[WORK ORDER] Below are some records. Pull every line that contains the word "white".

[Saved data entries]
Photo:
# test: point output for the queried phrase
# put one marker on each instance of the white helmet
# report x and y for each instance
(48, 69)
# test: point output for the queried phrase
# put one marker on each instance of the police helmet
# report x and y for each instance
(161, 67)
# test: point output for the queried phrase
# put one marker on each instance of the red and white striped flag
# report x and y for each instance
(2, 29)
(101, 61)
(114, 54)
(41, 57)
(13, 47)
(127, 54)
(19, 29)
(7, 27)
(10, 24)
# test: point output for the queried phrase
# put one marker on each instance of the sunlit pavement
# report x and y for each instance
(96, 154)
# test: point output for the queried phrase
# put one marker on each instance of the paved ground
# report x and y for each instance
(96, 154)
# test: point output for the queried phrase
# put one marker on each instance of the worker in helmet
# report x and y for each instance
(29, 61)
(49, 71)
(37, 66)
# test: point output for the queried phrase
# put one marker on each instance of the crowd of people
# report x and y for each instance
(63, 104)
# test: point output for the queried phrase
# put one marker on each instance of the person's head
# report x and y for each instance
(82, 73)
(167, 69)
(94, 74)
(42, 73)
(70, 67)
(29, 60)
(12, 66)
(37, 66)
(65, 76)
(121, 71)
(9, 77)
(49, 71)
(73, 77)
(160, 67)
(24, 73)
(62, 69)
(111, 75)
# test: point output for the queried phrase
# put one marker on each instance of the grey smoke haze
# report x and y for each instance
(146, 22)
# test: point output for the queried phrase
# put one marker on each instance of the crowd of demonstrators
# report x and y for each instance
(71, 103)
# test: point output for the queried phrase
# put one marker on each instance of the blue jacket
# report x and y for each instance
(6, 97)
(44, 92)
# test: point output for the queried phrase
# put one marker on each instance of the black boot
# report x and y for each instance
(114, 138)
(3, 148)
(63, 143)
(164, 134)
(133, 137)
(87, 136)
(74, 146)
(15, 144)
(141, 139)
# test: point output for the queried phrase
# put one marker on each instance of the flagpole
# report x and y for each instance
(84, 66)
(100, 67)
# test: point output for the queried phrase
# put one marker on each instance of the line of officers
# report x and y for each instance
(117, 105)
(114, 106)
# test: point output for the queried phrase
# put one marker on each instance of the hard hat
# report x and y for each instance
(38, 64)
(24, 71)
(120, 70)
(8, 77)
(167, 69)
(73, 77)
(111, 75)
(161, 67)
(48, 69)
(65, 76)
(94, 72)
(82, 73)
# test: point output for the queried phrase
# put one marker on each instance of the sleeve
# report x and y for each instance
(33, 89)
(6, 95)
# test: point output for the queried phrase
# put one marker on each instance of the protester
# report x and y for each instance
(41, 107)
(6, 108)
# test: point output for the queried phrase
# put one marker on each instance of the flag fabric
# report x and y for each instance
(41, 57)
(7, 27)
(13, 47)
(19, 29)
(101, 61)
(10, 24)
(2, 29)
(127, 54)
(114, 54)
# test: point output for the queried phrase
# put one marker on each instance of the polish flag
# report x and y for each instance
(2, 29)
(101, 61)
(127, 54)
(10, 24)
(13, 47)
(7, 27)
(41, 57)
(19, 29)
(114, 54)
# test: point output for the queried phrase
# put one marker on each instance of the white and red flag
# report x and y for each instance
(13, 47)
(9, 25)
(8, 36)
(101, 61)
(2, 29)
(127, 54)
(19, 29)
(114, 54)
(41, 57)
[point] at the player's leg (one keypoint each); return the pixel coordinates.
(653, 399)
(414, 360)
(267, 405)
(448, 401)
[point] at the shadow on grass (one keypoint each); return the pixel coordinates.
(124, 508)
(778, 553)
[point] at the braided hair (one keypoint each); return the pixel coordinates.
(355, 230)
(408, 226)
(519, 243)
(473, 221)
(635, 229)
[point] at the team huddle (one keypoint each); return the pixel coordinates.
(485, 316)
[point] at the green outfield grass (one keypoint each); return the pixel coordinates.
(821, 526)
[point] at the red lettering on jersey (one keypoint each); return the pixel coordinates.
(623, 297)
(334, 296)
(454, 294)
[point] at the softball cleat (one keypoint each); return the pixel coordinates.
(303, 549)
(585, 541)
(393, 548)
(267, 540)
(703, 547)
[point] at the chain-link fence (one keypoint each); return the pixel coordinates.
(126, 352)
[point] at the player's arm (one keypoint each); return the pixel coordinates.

[SOLVED PROBLEM]
# put one marker on each instance of the white helmet
# put one marker on each instance of the red and white striped flag
# put one marker on each instance of the white and red flag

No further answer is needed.